TEXTE D'ÉTUDE:
▼

Cyberland, de Li-Cam

Salutations, lecteur. Aujourd’hui, je vais te parler d’une œuvre aux accents cyberpunk qui contribue au revival littéraire de ce genre dans le paysage français.

 

Cyberland, de Li-Cam

peupledemu77-2017

 

Introduction

 

Li-Cam est une autrice de science-fiction, de fantasy et de fantastique née en 1970. En parallèle de sa carrière d’écrivaine, elle est coach en créativité et directrice littéraire de la collection « Petite Bulle d’Univers » chez Organic Éditions, qui allie texte et arts visuels.

Elle a notamment écrit la trilogie d’urban fantasy Chronique des stryges, et participé à l’anthologie Demain le travail, publiée chez La Volte, imaginant l’avenir du travail à travers des nouvelles de SF.

Cyberland, paru en 2017 chez Mü Éditions, regroupe trois récits, un roman court (ou une longue novella), Saïd in Cyberland, puis la novella Asulon et la nouvelle Simulation Love, parues aux éditions Griffes d’encre. Ces trois récits se déroulent dans le même univers, mais j’y reviendrai plus bas.

Voici la quatrième de couverture de ce recueil :

« Ici le destin se décide œil pour œil, dent pour dent.

Tu ne te copieras point en dehors des Terres Parallèles.

Tu ne convoiteras pas le fichier d’autrui.

Tu ne formateras pas hormis pour sauver le système. »

Comme cette quatrième de couverture peut vous paraître un peu vague, je ferai un point sur l’univers des récits dans mon analyse, qui s’y intéressera dans un premier temps, pour ensuite interroger la narration et l’intrigue. Notez aussi que je vais surtout traiter de Saïd in Cyberland et d’Asulon, mais très peu de Simulation Love. N’y voyez pas un jugement de valeur de ma part, mais je préfère m’intéresser aux récits longs de ce recueil.

 

L’Analyse

 

Univers et personnages cyberpunks ?

▲

CONSIGNE 1:
Reproduisez sans rien changer le passage du texte sur Cyberland qui va de « Comme cette quatrième » jusqu'à « et personnages cyberpunks ? ».
CONSIGNE 2:
Selon le texte sur Cyberland, en quelle année et chez quel éditeur ce recueil a-t-il paru ?
Les items présentés ensuite forment un matériau indépendant du texte.

DONNÉES ENREGISTRÉES:

▼

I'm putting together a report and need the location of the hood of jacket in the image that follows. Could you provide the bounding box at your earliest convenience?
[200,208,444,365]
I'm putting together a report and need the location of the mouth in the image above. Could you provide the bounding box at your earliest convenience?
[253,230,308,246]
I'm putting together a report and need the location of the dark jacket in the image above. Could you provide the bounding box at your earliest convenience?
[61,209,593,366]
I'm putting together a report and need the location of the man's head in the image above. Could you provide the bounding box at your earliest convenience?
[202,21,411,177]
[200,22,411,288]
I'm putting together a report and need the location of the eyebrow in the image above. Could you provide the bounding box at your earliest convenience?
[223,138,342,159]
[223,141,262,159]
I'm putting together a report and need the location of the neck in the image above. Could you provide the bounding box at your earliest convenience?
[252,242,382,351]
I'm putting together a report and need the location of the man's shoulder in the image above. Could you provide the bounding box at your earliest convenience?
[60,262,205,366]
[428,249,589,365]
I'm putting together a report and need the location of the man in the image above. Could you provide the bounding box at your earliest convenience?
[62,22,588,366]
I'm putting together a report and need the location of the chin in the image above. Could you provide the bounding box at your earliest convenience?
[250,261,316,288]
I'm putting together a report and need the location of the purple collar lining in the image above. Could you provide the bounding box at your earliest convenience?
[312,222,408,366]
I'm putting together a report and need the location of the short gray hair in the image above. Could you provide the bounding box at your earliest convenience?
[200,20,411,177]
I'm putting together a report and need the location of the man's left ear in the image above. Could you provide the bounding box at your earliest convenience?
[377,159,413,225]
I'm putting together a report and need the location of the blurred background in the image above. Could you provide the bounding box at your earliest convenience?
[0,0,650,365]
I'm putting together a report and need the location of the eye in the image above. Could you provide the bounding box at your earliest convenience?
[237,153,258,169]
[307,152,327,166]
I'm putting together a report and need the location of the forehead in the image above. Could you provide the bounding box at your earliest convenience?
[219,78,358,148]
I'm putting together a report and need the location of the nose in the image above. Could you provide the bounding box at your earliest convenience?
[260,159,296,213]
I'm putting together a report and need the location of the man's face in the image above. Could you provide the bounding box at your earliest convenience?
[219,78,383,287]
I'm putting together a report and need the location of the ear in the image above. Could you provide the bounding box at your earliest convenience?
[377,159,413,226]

▲

RÉPONSE 1:
Comme cette quatrième de couverture peut vous paraître un peu vague, je ferai un point sur l’univers des récits dans mon analyse, qui s’y intéressera dans un premier temps, pour ensuite interroger la narration et l’intrigue. Notez aussi que je vais surtout traiter de Saïd in Cyberland et d’Asulon, mais très peu de Simulation Love. N’y voyez pas un jugement de valeur de ma part, mais je préfère m’intéresser aux récits longs de ce recueil.

 

L’Analyse

 

Univers et personnages cyberpunks ?

RÉPONSE 2:
Il a paru en 2017 chez Mü Éditions.